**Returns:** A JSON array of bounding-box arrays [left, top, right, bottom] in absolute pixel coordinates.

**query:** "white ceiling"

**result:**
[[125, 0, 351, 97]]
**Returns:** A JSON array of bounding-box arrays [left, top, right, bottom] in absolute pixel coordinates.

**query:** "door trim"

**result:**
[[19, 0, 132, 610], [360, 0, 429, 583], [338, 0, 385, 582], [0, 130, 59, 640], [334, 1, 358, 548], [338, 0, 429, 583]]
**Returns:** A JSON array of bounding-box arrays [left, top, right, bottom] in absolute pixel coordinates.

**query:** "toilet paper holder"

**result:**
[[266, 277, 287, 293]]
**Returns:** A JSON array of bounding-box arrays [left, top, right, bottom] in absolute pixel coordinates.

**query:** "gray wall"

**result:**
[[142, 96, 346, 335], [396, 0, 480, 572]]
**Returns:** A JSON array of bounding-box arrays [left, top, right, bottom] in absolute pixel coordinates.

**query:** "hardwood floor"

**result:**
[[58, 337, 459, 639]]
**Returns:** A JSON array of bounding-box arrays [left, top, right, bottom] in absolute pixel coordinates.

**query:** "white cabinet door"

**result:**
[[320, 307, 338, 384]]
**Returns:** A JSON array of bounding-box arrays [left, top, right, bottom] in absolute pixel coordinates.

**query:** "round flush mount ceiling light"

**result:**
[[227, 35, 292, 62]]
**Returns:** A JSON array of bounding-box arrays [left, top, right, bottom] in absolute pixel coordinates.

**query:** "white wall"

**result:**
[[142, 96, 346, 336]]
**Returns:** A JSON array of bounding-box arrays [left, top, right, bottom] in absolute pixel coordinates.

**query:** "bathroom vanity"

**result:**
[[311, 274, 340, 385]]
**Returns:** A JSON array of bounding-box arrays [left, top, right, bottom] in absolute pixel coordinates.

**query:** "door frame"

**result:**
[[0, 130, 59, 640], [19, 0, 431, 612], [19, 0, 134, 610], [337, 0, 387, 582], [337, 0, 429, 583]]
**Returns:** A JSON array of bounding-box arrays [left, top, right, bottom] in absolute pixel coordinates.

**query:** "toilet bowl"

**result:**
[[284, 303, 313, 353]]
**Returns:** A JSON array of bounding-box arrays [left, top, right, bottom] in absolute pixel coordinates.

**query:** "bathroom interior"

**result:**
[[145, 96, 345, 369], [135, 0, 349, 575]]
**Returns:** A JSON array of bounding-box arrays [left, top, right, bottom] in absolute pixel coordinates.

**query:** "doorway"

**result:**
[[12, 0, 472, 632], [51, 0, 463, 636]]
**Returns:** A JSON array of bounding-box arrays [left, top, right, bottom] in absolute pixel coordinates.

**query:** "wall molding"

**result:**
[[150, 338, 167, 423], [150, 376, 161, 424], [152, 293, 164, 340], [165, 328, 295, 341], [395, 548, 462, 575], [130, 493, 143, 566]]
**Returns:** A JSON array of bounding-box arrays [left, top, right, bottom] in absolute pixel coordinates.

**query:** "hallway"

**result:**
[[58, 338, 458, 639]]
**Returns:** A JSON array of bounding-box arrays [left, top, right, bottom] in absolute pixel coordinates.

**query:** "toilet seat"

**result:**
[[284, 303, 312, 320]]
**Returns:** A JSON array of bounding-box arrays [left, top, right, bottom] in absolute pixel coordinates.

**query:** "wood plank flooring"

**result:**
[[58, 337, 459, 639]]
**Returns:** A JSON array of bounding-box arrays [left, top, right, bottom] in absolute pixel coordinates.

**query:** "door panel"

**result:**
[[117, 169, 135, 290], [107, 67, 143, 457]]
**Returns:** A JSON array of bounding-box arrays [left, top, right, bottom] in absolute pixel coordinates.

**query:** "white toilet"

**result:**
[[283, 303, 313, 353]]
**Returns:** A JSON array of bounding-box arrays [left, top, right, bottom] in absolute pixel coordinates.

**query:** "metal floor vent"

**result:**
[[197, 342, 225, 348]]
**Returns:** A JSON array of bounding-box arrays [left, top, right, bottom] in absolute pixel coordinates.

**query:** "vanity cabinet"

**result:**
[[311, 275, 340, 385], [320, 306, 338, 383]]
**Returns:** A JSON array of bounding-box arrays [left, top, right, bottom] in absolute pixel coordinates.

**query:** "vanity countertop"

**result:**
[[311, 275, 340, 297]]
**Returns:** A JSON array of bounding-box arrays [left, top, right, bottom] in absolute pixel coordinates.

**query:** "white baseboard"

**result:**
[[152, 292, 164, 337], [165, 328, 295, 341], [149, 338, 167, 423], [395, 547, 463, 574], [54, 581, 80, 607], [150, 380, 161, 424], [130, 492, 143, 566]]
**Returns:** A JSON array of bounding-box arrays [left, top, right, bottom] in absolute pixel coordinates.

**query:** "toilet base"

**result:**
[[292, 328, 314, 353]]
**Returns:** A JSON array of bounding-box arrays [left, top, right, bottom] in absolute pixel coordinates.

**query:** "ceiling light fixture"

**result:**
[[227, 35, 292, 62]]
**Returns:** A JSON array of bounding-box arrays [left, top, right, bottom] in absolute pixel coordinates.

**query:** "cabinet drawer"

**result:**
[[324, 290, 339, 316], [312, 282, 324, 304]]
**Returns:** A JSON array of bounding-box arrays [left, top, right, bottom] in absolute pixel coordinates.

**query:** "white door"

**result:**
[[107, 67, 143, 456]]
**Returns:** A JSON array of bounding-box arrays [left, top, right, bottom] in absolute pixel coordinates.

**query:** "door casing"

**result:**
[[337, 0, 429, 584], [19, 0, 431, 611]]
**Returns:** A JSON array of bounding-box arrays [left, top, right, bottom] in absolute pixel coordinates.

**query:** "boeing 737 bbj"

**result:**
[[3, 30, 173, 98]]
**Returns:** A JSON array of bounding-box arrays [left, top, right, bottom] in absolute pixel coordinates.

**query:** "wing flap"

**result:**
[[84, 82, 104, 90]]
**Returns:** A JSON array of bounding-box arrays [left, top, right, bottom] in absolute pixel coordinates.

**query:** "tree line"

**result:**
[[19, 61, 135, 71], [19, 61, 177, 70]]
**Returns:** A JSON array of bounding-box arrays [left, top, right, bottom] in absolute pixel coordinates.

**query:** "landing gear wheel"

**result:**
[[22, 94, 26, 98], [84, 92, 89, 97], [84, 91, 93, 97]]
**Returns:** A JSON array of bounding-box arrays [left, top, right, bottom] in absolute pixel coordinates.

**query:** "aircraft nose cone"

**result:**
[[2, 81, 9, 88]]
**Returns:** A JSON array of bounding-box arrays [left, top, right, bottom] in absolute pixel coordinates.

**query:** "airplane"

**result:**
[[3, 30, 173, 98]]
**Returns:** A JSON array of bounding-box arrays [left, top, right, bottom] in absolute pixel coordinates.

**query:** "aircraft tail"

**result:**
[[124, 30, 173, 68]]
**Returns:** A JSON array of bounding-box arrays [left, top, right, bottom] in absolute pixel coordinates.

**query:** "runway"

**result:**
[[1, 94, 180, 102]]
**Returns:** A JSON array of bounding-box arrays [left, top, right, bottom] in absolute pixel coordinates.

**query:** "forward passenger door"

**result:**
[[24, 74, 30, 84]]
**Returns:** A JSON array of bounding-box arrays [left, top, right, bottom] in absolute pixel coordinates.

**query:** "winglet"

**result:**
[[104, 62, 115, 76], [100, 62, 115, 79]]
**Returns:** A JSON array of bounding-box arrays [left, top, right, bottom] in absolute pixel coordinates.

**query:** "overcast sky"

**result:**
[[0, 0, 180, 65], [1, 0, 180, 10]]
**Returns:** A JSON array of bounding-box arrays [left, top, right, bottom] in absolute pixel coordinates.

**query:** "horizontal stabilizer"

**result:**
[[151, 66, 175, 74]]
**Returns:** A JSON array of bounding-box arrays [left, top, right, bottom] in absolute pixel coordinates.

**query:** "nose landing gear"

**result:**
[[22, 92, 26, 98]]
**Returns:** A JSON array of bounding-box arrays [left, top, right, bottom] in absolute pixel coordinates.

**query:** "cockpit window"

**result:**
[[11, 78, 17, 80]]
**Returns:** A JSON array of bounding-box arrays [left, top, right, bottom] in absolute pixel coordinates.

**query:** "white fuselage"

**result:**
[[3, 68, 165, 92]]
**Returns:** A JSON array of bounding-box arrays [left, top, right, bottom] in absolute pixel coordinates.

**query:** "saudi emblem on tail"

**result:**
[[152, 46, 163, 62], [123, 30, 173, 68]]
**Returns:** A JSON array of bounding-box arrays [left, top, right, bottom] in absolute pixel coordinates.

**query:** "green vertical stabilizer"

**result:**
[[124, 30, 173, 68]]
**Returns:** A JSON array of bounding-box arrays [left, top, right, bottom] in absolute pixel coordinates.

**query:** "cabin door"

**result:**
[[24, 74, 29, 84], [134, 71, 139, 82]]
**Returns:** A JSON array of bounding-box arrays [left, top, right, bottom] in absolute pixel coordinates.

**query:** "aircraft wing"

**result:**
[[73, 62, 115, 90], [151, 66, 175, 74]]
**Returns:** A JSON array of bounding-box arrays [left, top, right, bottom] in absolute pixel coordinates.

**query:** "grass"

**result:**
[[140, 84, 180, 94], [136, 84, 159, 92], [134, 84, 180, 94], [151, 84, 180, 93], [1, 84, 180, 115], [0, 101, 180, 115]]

Problem statement
Where a line in the listing above contains "bathroom", copy that line.

Task response
**query:** "bathroom vanity"
**query:** "bathroom interior"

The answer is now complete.